▸ Excerpt provided:
The field of microarchitectural models for code
analysis emerged with fundamentally manual methods, such as Agner Fog's tables.
Such tables, however, may now be produced in a more automated way using
\uopsinfo{} ---~at least for certain microarchitectures; \pmevo{} pushes
further in this direction by automatically computing a frontend model from
benchmarks ---~but still has trouble scaling to a full instruction set. In its
own way, \ithemal{}, a machine-learning based approach, could also be
considered automated ---~yet, it still requires a large training set for the
intended processor, which must be at least partially crafted manually.
This trend towards model automation seems only natural as new
microarchitectures keep appearing, while new ISAs such as ARM reach the
supercomputer area.
\medskip{}
We investigated this direction by exploring the three major bottlenecks
mentioned earlier in the perspective of providing fully-automated,
benchmarks-based models for each of them. Optimally, these models should be
generated by simply executing a program on a machine running on top of the
targeted microarchitecture.
\begin{itemize}
\item We contributed to \palmed{}, a framework able to extract a
port-mapping of a processor, serving as a backend model.
\item We manually extracted a frontend model for the Cortex A72 processor.
We believe that the foundation of our methodology works on most
processors. The main characteristics of a frontend, apart from their
instructions' \uops{} decomposition and issue width, must however still
be investigated, and their relative importance evaluated.
\item We provided with \staticdeps{} a method to to extract data
dependencies between instructions. It is able to detect
\textit{loop-carried} dependencies (dependencies that span across
multiple loop iterations), as well as \textit{memory-carried}
dependencies (dependencies based on reading at a memory address written
by another instruction). While the former is widely implemented, the
latter is, to the best of our knowledge, an original contribution. We
bundled this method in a processor-independent tool, based on semantics
of the ISA provided by \valgrind{}, which supports a variety of ISAs.
\end{itemize}
\bigskip{}
We evaluated independently these three models, each of them providing
satisfactory results: \palmed{} is competitive with the state of the art, with
the advantage of being automatic; our frontend model significantly improves a
backend model's accuracy and our dependencies model significantly improves
\uica{}'s results, while being consistent with a dynamic dependencies analysis.
These models, however, should become really meaningful only when combined
together ---~or, even better, when each of them could be combined with any
other model of the other parts. To the best of our knowledge, however, no such
modular tool exists; nor is there any standardized approach to interact with
such models. The usual approach of the domain to try a new idea, instead, is to
create a full analyzer implementing this idea, such as what we did with \palmed{}
for backend models, or such as \uica{}'s implementation, focusing on frontend
analysis.
In hindsight, we advocate for the emergence of such a modular code analyzer.

▸ Written task 1: According to the passage, for which processor was a frontend model extracted manually?
The passage and the records come from unrelated sources.

▸ Supplied material:
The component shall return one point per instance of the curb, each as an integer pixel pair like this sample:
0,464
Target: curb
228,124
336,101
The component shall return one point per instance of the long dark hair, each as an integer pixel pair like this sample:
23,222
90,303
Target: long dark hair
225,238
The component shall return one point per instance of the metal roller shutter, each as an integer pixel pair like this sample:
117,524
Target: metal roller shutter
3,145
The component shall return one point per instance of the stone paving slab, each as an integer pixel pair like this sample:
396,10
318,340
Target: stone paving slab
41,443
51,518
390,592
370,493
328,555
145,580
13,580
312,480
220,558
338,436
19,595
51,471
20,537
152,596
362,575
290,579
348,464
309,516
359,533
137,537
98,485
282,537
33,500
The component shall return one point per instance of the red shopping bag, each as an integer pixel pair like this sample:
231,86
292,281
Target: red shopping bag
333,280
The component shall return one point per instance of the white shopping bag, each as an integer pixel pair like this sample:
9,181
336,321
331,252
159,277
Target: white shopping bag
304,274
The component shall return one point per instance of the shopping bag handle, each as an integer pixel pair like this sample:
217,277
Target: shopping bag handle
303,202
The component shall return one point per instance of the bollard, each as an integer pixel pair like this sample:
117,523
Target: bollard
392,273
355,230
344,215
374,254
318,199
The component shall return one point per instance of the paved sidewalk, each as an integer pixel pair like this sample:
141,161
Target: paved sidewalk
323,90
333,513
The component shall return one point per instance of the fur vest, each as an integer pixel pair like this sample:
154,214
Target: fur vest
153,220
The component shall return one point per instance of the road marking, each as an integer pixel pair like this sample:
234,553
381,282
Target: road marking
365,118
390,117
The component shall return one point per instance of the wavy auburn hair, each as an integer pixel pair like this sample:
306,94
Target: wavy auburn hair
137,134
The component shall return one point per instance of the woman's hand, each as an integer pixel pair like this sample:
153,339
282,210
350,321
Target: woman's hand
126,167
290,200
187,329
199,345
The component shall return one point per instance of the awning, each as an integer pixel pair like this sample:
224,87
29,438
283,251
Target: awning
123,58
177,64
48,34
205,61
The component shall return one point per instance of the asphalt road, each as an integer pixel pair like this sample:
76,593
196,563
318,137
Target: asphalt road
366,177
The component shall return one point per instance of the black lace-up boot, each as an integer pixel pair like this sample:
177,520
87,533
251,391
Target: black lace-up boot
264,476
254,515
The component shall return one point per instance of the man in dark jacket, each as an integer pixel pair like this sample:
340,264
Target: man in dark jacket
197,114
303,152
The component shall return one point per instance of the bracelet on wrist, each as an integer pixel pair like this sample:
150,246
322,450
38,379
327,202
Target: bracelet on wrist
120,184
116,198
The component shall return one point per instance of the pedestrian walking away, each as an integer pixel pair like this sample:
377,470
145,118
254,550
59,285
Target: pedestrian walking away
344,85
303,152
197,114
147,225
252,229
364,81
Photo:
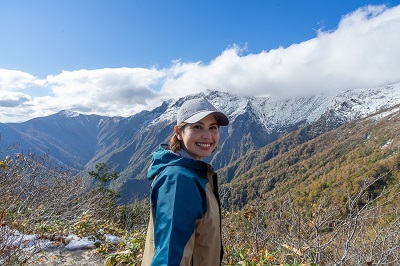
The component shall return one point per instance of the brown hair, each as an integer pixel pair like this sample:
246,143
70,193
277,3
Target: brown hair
174,142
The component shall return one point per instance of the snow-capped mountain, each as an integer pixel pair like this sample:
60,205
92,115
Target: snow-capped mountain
125,144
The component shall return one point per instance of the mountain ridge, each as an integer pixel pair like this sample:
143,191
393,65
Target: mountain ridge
126,143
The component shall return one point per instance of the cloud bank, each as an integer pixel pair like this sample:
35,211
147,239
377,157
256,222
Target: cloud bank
362,52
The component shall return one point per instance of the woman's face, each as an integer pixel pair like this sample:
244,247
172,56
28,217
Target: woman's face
201,138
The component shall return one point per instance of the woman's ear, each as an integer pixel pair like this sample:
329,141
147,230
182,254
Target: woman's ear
178,132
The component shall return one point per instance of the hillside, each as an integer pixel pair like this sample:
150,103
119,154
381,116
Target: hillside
78,142
333,165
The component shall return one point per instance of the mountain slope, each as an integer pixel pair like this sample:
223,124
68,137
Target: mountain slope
126,144
332,165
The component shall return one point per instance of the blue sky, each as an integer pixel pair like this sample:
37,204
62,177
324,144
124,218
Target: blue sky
119,57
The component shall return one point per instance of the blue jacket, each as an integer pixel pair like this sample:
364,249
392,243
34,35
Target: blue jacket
185,220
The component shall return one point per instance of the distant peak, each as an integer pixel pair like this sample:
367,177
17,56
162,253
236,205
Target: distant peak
69,113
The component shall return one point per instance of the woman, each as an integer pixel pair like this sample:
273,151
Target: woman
185,221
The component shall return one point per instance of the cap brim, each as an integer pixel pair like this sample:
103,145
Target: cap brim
221,117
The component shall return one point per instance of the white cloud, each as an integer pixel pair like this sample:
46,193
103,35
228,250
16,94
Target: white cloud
11,80
362,52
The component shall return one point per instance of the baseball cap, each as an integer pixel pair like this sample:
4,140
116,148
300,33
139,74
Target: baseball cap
194,110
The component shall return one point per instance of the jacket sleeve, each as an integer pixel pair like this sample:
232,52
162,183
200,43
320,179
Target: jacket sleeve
177,201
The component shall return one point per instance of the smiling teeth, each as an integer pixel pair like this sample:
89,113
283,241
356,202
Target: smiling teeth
204,144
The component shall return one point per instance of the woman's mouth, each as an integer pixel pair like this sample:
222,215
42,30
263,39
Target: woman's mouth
204,145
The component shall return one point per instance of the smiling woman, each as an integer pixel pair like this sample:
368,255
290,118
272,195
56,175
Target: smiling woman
185,217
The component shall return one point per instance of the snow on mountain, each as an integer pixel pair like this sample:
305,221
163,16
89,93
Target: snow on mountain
126,144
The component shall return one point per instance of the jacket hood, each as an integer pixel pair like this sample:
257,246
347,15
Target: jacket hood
164,157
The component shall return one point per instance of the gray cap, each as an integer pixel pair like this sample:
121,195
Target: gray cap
194,110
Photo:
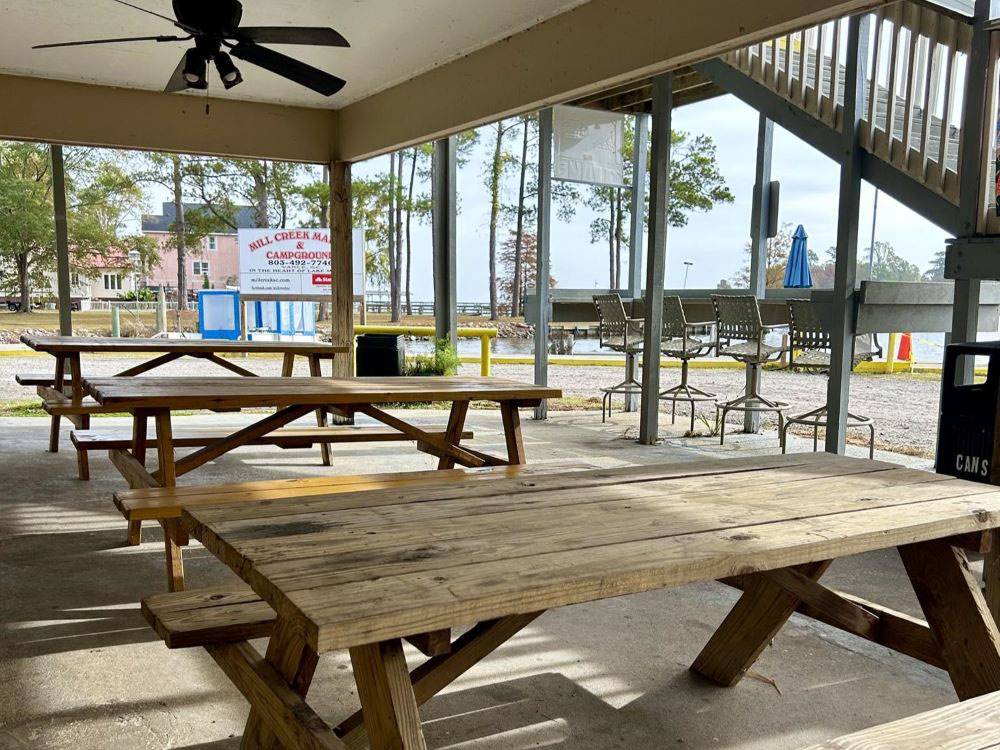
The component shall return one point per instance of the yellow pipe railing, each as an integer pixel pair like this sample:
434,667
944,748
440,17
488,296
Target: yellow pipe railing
483,334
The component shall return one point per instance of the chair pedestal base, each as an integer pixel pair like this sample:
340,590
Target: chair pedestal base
818,418
628,387
685,392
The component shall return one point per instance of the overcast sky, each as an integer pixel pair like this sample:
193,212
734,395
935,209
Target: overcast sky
712,241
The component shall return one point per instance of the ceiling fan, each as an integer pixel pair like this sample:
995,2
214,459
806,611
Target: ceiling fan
215,27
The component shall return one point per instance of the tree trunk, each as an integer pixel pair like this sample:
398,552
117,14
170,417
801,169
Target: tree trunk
399,236
180,235
515,297
391,242
409,212
618,238
323,314
611,241
495,174
23,264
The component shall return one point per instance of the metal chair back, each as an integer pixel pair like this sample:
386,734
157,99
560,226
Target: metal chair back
805,330
674,319
737,317
612,322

▸ Written task 2: Please repeat the records verbatim, starting with the line that contains "The component shall return one point per instance of the ceiling" and going on through the last line of the records.

▸ Task output 1: The Cortex A72 processor.

▸ Task output 2:
The component shall return one point per instance of the ceiling fan, each as an integer pixel pair like this sample:
995,2
214,459
806,611
Target: ceiling fan
215,27
The component shall return one point per instance of the tree trunk, each as an integer pixel pair like this sample:
398,552
117,14
170,417
801,169
Target: tree trunk
399,236
180,235
515,297
391,242
409,212
618,238
323,314
611,241
495,174
23,264
The component shall return one point per instance of the metal chair back, each as an integer pixel pair like this sample:
386,734
157,99
560,226
Target: metal chair back
805,330
674,319
737,317
612,322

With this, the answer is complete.